• **EXERCISE TASK**
Pull out each line of the material below that contains the word "flower", and copy those lines unchanged.

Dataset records

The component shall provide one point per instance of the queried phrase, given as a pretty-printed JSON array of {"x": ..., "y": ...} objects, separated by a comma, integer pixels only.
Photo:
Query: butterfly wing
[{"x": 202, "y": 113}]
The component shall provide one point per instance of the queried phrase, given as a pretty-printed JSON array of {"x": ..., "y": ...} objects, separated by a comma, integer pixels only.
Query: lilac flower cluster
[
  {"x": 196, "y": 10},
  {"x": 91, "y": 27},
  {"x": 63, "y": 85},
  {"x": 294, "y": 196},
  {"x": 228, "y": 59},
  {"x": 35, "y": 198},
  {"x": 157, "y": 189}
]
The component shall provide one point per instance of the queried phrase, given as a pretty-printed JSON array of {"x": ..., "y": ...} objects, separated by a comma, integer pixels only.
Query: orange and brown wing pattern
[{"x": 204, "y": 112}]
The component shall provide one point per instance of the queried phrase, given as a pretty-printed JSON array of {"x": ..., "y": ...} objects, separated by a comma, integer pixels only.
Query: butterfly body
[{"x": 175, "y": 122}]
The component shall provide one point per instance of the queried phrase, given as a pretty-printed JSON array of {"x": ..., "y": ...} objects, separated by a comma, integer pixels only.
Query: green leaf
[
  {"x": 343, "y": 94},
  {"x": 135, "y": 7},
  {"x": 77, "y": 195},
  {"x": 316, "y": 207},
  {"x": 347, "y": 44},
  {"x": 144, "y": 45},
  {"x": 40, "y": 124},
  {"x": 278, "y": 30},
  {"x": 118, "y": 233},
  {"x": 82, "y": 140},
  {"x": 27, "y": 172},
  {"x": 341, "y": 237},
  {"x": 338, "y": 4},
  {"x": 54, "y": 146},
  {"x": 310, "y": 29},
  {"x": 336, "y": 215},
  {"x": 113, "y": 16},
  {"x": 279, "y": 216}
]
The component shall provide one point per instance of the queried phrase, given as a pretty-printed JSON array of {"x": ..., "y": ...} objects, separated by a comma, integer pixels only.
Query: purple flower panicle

• **WORKED ANSWER**
Query: lilac flower cluster
Query: purple flower panicle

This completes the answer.